## Work instructions:
Pull out and copy every line in the entries below that contains the string "wall". The match is case-sensitive.
— Start Provided data —
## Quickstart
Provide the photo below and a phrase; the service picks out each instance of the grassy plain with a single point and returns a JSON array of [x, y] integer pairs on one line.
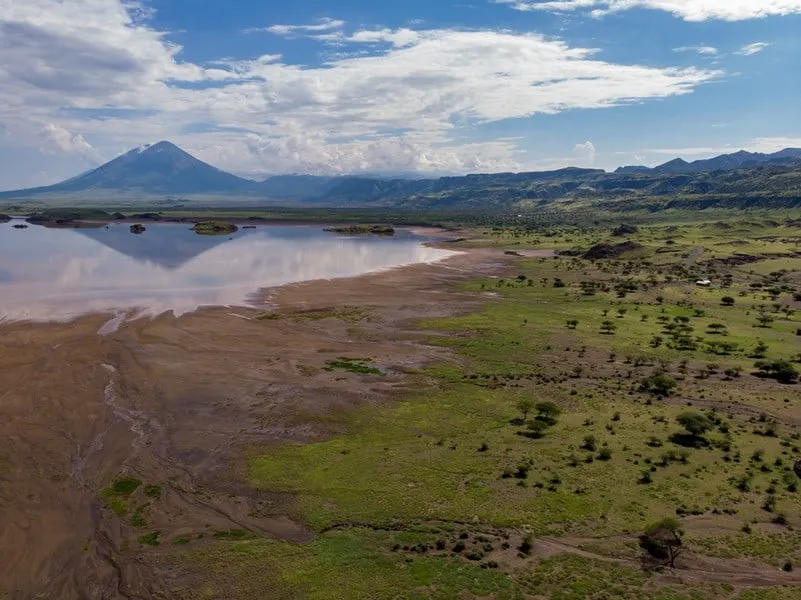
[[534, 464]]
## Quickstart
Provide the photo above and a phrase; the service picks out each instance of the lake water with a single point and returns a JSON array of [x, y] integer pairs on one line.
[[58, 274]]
— End Provided data —
— Start Provided data —
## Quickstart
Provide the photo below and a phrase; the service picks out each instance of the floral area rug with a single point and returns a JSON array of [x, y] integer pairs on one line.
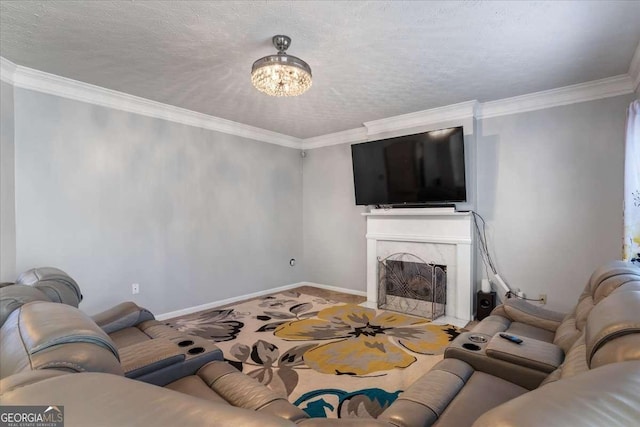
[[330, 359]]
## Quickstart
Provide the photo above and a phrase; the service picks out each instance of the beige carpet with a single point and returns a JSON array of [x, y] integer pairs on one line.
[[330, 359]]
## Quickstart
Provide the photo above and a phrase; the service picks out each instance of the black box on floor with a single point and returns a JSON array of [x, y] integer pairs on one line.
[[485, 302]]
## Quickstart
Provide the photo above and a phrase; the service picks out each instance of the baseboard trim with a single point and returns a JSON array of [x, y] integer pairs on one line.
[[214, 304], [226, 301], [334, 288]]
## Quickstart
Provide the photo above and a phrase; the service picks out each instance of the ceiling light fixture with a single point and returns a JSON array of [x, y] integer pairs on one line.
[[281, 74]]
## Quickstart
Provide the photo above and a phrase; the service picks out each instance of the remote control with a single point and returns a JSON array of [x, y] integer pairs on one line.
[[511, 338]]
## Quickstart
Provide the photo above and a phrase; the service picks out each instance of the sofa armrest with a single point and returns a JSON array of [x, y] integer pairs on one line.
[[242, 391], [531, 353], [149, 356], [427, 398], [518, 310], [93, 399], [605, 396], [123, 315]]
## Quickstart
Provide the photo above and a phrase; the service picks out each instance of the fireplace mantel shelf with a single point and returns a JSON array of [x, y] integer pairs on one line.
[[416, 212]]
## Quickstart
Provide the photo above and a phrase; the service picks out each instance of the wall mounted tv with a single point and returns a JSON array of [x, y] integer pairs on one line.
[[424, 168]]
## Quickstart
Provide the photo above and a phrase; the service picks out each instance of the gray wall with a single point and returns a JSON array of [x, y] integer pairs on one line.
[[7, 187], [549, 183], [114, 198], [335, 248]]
— End Provided data —
## Problem solution:
Provide the photo above and a phrase; the service picks out each instance of the wall mounted tv with a single point and returns a JSON array of [x, y] integer pairs on one line.
Provide the photo above and a phrase; the service picks out each instance of the gray wall with a single point and returns a JSON array of [x, y] integer pairs on one line.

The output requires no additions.